Document extract -
LOH at the Tsc-2 Locus. The mean ratio of mutant to wild-type Tsc-2 alleles in heterozygous Eker rats was calculated from ear DNA by multiplex PCR followed by high-performance liquid chromatography as described in ref. 30. Briefly, genomic DNA from frozen tissue was isolated by using the DNEasy kit (Qiagen) by following the manufacturer's protocol. A multiplex PCR designed to discriminate between the wild-type (240-bp product) and mutant (180-bp product) Tsc-2 alleles was conducted, and 10 μl of each PCR mixture was analyzed on the WAVE HPLC system with a DNA separation column (Transgenomic, Santa Clara, CA). DNA was eluted at a flow rate of 0.9 ml/min with a linear acetonitrile gradient consisting of buffer A [0.1 M triethylammonium acetate (TEAA), pH 7.0] and buffer B (0.1 M TEAA/25% acetonitrile, pH 3–4) at 50°C under nondenaturing conditions. The PCR products were separated according to size: the 180-bp fragment eluted at 4.4 min and the 240-bp fragment at 5.5 min. The area ratio between the mutant and wild-type peaks was empirically determined, and the mean (±SD) area ratio for heterozygotes was calculated to be 1.23 ± 0.24 for 24 animals. The same reaction was used to assess LOH in neoVEH and neoDES uterine leiomyomas. Tumors with area ratios >2 SDs greater than the mean area ratio (i.e., area ratio >1.72) were determined to have LOH at the Tsc-2 locus.
Immunohistochemistry. To assess tissue-proliferation rates, paraffin-embedded tissues were sectioned and deparaffinized in xylene and 100% ethanol. Endogenous peroxidase activity was quenched with 1% H2O2 in methanol for 30 min, and the tissues were denatured in 1 M HCl for 20 min. The tissues were treated with 0.05% protease type XXIV (Sigma) in deionized H2O for 20 min. Anti-BrdUrd antibody (Becton Dickinson) or anit-Ki-67 antibody (DAKO) was diluted 1:150 in 0.5% Tween 20 with 0.1% BSA in PBS and hybridized to the tissue overnight at 4°C. Staining was visualized by treatment with biotinylated anti-mouse IgG and the VEC-TASTAIN ABC kit (Vector Laboratories). The apoptotic cells in tumor-tissue sections were visualized with the ApopTag TUNEL kit (Intergen, Purchase, NY) by following the manufacturer's instructions for formalin-fixed, paraffin-embedded tissues. CD-31 staining to assess tumor vascularity was performed by using an anti-CD-31 antibody (Santa Cruz Biotechnology) diluted 1:500 in PBS. CD-31 was visualized with biotinylated anti-goat IgG (Vector Laboratories) as described above, and tumor microvessel density was determined by pathological examination of all tumor sections.

Region pointing data:
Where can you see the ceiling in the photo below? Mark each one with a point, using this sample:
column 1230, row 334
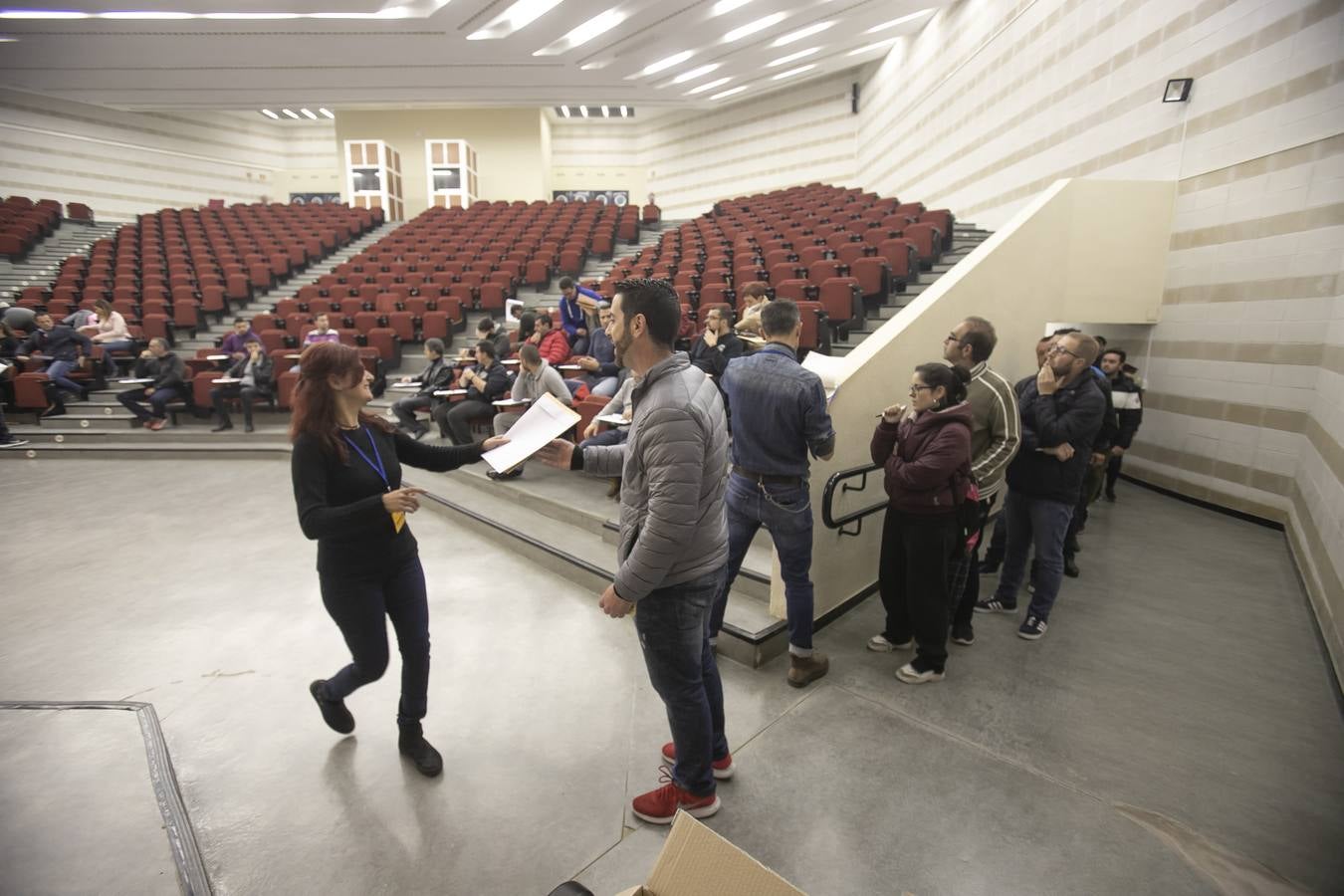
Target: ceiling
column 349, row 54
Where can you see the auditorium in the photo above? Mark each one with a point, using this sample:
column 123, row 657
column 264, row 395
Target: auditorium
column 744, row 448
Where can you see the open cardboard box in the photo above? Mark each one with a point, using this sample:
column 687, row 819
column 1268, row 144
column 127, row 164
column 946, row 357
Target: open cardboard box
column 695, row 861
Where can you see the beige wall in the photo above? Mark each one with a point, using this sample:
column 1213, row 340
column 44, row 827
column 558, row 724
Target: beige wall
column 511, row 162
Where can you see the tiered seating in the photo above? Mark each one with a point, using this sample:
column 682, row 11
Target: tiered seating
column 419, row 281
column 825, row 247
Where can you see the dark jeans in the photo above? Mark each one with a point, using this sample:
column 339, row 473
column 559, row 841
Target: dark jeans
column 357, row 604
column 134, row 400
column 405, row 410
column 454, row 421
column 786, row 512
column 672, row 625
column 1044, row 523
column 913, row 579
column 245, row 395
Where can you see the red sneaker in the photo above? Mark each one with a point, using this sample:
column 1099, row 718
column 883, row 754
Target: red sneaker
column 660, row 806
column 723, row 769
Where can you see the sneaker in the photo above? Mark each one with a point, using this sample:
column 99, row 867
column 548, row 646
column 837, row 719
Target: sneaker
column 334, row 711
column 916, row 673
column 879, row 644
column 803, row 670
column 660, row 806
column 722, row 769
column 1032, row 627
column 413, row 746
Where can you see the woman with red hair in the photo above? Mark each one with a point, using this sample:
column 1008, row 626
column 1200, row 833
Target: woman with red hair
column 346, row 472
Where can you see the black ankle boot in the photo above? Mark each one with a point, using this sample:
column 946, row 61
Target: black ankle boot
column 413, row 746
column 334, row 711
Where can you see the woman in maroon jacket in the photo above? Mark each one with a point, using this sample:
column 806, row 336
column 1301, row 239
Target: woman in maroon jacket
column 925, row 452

What you should do - In the lab methods text, why was CD-31 staining done on the tumor sections? The records are separate material, apart from the text.

Answer to this problem - CD-31 staining was done to assess tumor vascularity. Tumor microvessel density was then determined by pathological examination of all tumor sections.